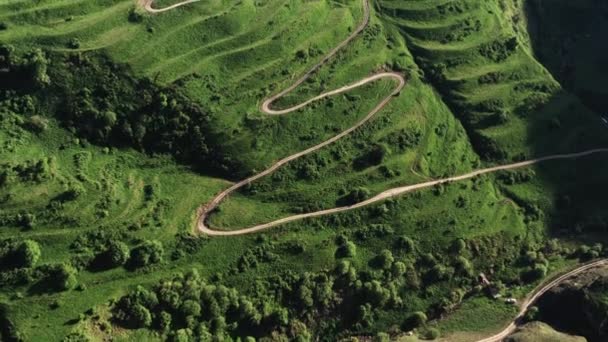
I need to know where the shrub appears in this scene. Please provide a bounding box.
[16,240,41,267]
[405,311,428,330]
[422,328,439,340]
[374,249,395,270]
[395,236,416,253]
[342,187,371,205]
[450,239,467,254]
[49,263,77,291]
[68,38,80,49]
[103,241,130,267]
[336,241,357,258]
[129,240,164,268]
[129,7,144,23]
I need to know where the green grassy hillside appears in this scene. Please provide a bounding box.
[0,0,608,341]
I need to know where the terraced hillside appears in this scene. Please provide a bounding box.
[379,0,602,160]
[0,0,608,341]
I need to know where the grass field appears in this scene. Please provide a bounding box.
[0,0,608,341]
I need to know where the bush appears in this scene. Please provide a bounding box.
[395,236,416,253]
[450,239,467,254]
[68,38,80,49]
[129,240,164,268]
[336,241,357,258]
[373,249,395,270]
[16,240,41,267]
[129,7,144,23]
[405,311,428,330]
[341,187,371,205]
[422,328,439,340]
[103,241,130,267]
[49,263,77,291]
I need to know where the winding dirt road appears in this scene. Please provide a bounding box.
[138,0,608,236]
[137,0,201,13]
[477,259,608,342]
[142,0,608,342]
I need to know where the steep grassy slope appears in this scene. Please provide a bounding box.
[379,0,603,160]
[0,0,608,341]
[526,0,608,115]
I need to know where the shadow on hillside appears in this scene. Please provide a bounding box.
[525,0,608,243]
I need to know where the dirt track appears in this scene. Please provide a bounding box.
[138,0,608,342]
[477,259,608,342]
[137,0,201,13]
[139,0,608,236]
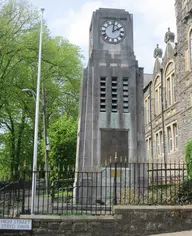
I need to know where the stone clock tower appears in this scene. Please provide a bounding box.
[76,8,145,170]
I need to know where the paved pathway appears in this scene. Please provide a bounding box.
[151,231,192,236]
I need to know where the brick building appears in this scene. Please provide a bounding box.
[144,0,192,162]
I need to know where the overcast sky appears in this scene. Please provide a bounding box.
[31,0,176,73]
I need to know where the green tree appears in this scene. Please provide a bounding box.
[49,114,77,178]
[0,0,82,178]
[185,140,192,179]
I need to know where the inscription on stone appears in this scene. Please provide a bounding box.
[0,219,32,230]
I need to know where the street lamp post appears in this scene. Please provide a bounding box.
[31,8,44,214]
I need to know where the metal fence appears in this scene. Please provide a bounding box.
[0,162,189,217]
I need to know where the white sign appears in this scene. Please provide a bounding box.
[0,219,32,230]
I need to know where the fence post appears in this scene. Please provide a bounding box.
[114,153,117,205]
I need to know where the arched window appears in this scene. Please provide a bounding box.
[165,62,176,107]
[155,76,161,115]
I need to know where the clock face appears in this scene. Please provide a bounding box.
[101,20,125,43]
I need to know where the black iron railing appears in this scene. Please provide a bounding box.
[0,161,189,217]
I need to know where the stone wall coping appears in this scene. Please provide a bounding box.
[113,205,192,214]
[20,215,114,221]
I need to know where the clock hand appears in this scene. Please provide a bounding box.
[113,26,123,32]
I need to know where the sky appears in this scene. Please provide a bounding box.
[30,0,176,73]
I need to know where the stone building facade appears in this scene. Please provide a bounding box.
[144,0,192,162]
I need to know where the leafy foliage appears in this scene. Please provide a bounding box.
[49,114,77,179]
[185,140,192,178]
[0,0,82,178]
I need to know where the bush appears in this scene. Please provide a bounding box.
[120,184,179,205]
[178,179,192,204]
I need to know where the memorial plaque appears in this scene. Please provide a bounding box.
[101,129,128,164]
[0,219,32,231]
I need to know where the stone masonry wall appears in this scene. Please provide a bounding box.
[0,206,192,236]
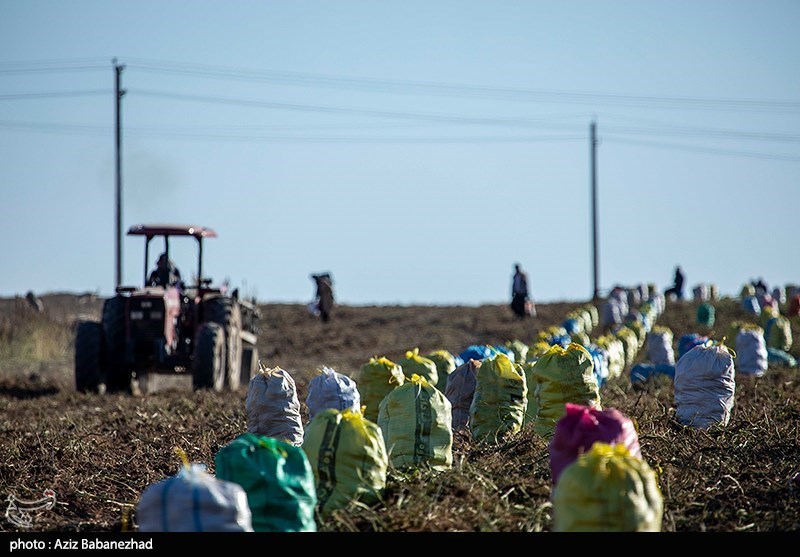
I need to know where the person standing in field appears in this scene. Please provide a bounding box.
[311,273,333,323]
[511,263,533,319]
[664,265,684,300]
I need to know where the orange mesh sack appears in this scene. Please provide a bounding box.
[553,441,664,532]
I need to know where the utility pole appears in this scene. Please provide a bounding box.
[111,58,125,290]
[589,120,600,302]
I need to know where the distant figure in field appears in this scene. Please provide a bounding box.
[664,265,684,300]
[311,273,333,323]
[25,290,44,313]
[511,263,534,319]
[750,277,768,295]
[147,253,182,288]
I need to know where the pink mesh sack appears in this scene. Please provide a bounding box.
[549,402,642,485]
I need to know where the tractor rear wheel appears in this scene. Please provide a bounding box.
[192,321,226,391]
[239,344,258,386]
[75,321,104,393]
[203,296,242,391]
[103,296,133,393]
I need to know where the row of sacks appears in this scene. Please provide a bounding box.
[548,403,664,532]
[630,316,797,383]
[137,300,668,531]
[600,286,665,330]
[135,378,663,532]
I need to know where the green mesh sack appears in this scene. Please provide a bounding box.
[356,356,406,422]
[506,339,529,364]
[723,321,756,349]
[697,302,716,327]
[214,433,317,532]
[397,348,439,387]
[569,333,592,346]
[378,374,453,471]
[522,358,550,426]
[553,441,664,532]
[425,348,456,384]
[739,284,756,299]
[764,315,792,352]
[469,354,528,442]
[531,343,600,439]
[302,408,389,513]
[625,321,647,351]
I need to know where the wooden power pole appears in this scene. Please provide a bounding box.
[111,58,125,290]
[589,120,600,301]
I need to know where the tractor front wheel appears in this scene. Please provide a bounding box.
[75,321,105,393]
[192,321,226,391]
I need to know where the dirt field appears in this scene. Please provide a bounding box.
[0,288,800,532]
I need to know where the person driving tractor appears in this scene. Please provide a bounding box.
[147,253,182,288]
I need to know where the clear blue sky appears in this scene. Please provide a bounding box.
[0,0,800,305]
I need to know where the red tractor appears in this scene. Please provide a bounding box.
[75,224,259,393]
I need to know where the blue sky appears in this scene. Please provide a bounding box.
[0,0,800,305]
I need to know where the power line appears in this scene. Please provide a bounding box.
[0,58,800,112]
[0,90,111,101]
[603,136,800,162]
[120,58,800,112]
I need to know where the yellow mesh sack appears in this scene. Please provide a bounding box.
[583,304,600,327]
[397,348,439,387]
[527,340,550,363]
[356,356,406,422]
[469,353,528,442]
[553,441,664,532]
[596,335,625,379]
[378,374,453,471]
[506,339,529,364]
[614,327,639,367]
[625,321,647,348]
[531,342,600,439]
[302,408,389,513]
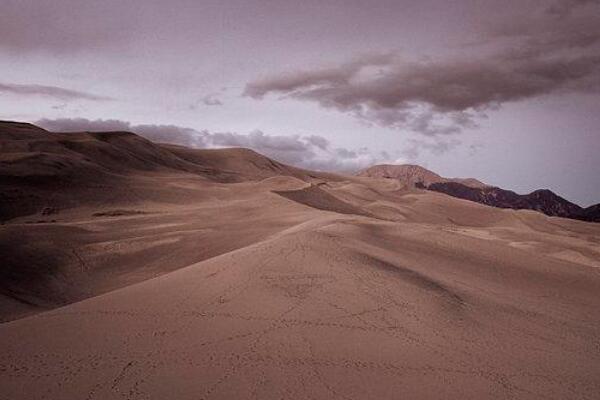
________________________
*Task requirements*: Recast every line of the items above as a JSON list of strings, one string per line, leaving out blank lines and the picture lines.

*Task solution*:
[
  "I need to know where the shrub appears in this scene. Please provide a bounding box.",
  "[16,240,41,267]",
  "[405,311,428,330]",
  "[422,328,439,340]",
  "[374,249,395,270]",
  "[395,236,416,253]",
  "[342,187,371,205]",
  "[450,239,467,254]",
  "[49,263,77,291]",
  "[68,38,80,49]",
  "[103,241,130,267]",
  "[336,241,357,258]",
  "[129,240,164,268]",
  "[129,7,144,23]",
  "I need to know where the green grassy hillside appears in this scene. Please provide a bounding box.",
  "[0,0,608,341]",
  "I need to know where the terraced hillside appears in this scene. Please provide a bounding box.",
  "[379,0,602,160]",
  "[0,0,608,341]",
  "I need to know where the grass field appears in this scene. Please provide a bounding box.",
  "[0,0,608,341]",
  "I need to know where the bush appears in this scene. Please provide a bounding box.",
  "[395,236,416,253]",
  "[450,239,467,254]",
  "[68,38,80,49]",
  "[129,240,164,268]",
  "[336,241,357,258]",
  "[373,249,395,270]",
  "[16,240,41,267]",
  "[129,7,144,23]",
  "[405,311,428,330]",
  "[341,187,371,205]",
  "[422,328,439,340]",
  "[103,241,130,267]",
  "[49,263,77,291]",
  "I need to know where the winding dirt road appears in this scene. Please provide a bounding box.",
  "[138,0,608,236]",
  "[137,0,201,13]",
  "[477,259,608,342]",
  "[142,0,608,342]",
  "I need to know where the steep grassy slope appears in this scene. Please provide a bounding box.",
  "[379,0,603,160]",
  "[0,0,608,341]",
  "[526,0,608,115]",
  "I need to know where the shadow on hillside appears in this scene. Please provide a bounding box.",
  "[525,0,608,243]",
  "I need to know where the dirt track appears in this scene. Please provide a bounding box.",
  "[138,0,608,342]",
  "[477,259,608,342]",
  "[137,0,201,13]",
  "[139,0,608,236]",
  "I need to know where the stone clock tower appears in this scene. Please provide a bounding box.",
  "[76,8,145,170]",
  "I need to know where the paved pathway appears in this scene. Please provide a bounding box.",
  "[151,231,192,236]",
  "I need to know where the brick building appears in this scene. Please provide a bounding box.",
  "[144,0,192,162]",
  "I need to know where the overcast sky appears in this scene. Please provide a bounding box.",
  "[31,0,176,73]",
  "I need to know where the green tree appears in this scene. Please provide a bounding box.",
  "[49,114,77,178]",
  "[0,0,82,178]",
  "[185,140,192,179]",
  "I need to know where the inscription on stone appears in this scene. Please provide a bounding box.",
  "[0,219,32,230]",
  "I need to know where the street lamp post appears in this scene. Please provide a bounding box.",
  "[31,8,44,214]",
  "I need to know where the metal fence appears in this scene. Please provide a bounding box.",
  "[0,162,189,217]",
  "I need to know where the white sign appears in this scene. Please provide a bounding box.",
  "[0,219,32,230]",
  "I need to know where the fence post appears in this scene. Please provide a bounding box.",
  "[114,153,117,205]",
  "I need to know where the arched window appears in this scene. Please provide a bounding box.",
  "[165,62,176,107]",
  "[155,76,161,115]",
  "I need to know where the clock face appears in this scene. Please provide a bounding box.",
  "[101,20,125,43]",
  "I need to know where the black iron railing appears in this scene. Please provide a bounding box.",
  "[0,161,189,217]",
  "I need to know where the stone wall coping appears in this scene. Please provide a bounding box.",
  "[113,205,192,214]",
  "[20,215,114,221]",
  "I need to know where the clock hand appears in this scene. Please provide a bounding box.",
  "[113,26,123,32]",
  "I need to know where the sky appears in this scene. Please provide a bounding box.",
  "[30,0,176,73]",
  "I need to know where the stone building facade appears in this scene. Please provide a bounding box.",
  "[144,0,192,162]",
  "I need to know where the leafy foliage appears in this scene. Please provide a bounding box.",
  "[49,114,77,179]",
  "[185,140,192,178]",
  "[0,0,82,178]",
  "I need to know where the bush appears in this scene. Please provide a bounding box.",
  "[120,184,179,205]",
  "[178,179,192,204]",
  "I need to know where the memorial plaque appears in this scene. Please provide a bounding box.",
  "[101,129,128,164]",
  "[0,219,32,231]",
  "I need to know where the stone masonry wall appears in this scene. Please provide a bounding box.",
  "[0,206,192,236]",
  "I need to know where the person standing in field appears in this scene. Please provide a bounding box.",
  "[311,273,333,323]",
  "[511,263,533,319]",
  "[664,265,684,300]",
  "I need to know where the orange mesh sack appears in this scene. Please provide a bounding box.",
  "[553,441,664,532]",
  "I need to know where the utility pole appears in this scene. Please provide a bounding box.",
  "[111,58,125,290]",
  "[589,120,600,302]",
  "I need to know where the distant figure in field appears in this scene. Please provide a bounding box.",
  "[664,265,684,300]",
  "[311,273,333,323]",
  "[25,290,44,313]",
  "[511,263,534,319]",
  "[750,277,768,295]",
  "[147,253,182,288]",
  "I need to know where the pink mesh sack appears in this scene. Please provide a bounding box.",
  "[549,402,642,485]",
  "I need to know where the tractor rear wheel appears in this scene. Please provide a bounding box.",
  "[192,321,226,391]",
  "[239,344,258,386]",
  "[75,321,104,393]",
  "[203,296,242,391]",
  "[103,296,133,393]",
  "I need to know where the row of sacks appears in this scene. Please provide a bounding box.",
  "[548,403,664,532]",
  "[630,316,797,383]",
  "[137,300,668,531]",
  "[600,286,665,330]",
  "[135,378,663,532]",
  "I need to know where the green mesh sack appears in this scene. Please provide a bounding box.",
  "[356,356,406,422]",
  "[506,339,529,364]",
  "[723,321,756,349]",
  "[697,302,716,327]",
  "[214,433,317,532]",
  "[397,348,439,387]",
  "[569,333,592,346]",
  "[378,374,453,471]",
  "[522,358,550,426]",
  "[553,441,664,532]",
  "[425,348,456,384]",
  "[739,284,756,299]",
  "[764,315,792,352]",
  "[469,354,528,442]",
  "[531,343,600,439]",
  "[302,408,389,513]",
  "[625,321,647,351]",
  "I need to know where the wooden power pole appears in this scene. Please provide a bounding box.",
  "[111,58,125,290]",
  "[589,120,600,301]",
  "I need to know where the tractor front wheel appears in this scene. Please provide a bounding box.",
  "[75,321,105,393]",
  "[192,321,226,391]",
  "I need to know where the dirt field appears in this scene. Please provide a bounding box.",
  "[0,288,800,532]",
  "I need to know where the person driving tractor appears in this scene. Please provide a bounding box.",
  "[147,253,182,288]",
  "I need to know where the clear blue sky appears in this scene. Please provide a bounding box.",
  "[0,0,800,305]",
  "I need to know where the red tractor appears in this scene. Please provide a bounding box.",
  "[75,224,259,393]",
  "I need to know where the blue sky appears in this scene. Please provide a bounding box.",
  "[0,0,800,305]",
  "I need to know where the power line appears in this scene. Please provide a bounding box.",
  "[0,58,800,112]",
  "[0,90,111,101]",
  "[603,136,800,162]",
  "[120,58,800,112]",
  "I need to know where the yellow mesh sack appears in this scene. Please provide a bounding box.",
  "[583,304,600,327]",
  "[397,348,439,387]",
  "[527,340,550,363]",
  "[356,356,406,422]",
  "[469,353,528,442]",
  "[553,441,664,532]",
  "[596,335,625,379]",
  "[378,374,453,471]",
  "[506,339,529,364]",
  "[614,327,639,367]",
  "[625,321,647,348]",
  "[531,342,600,439]",
  "[302,408,389,513]"
]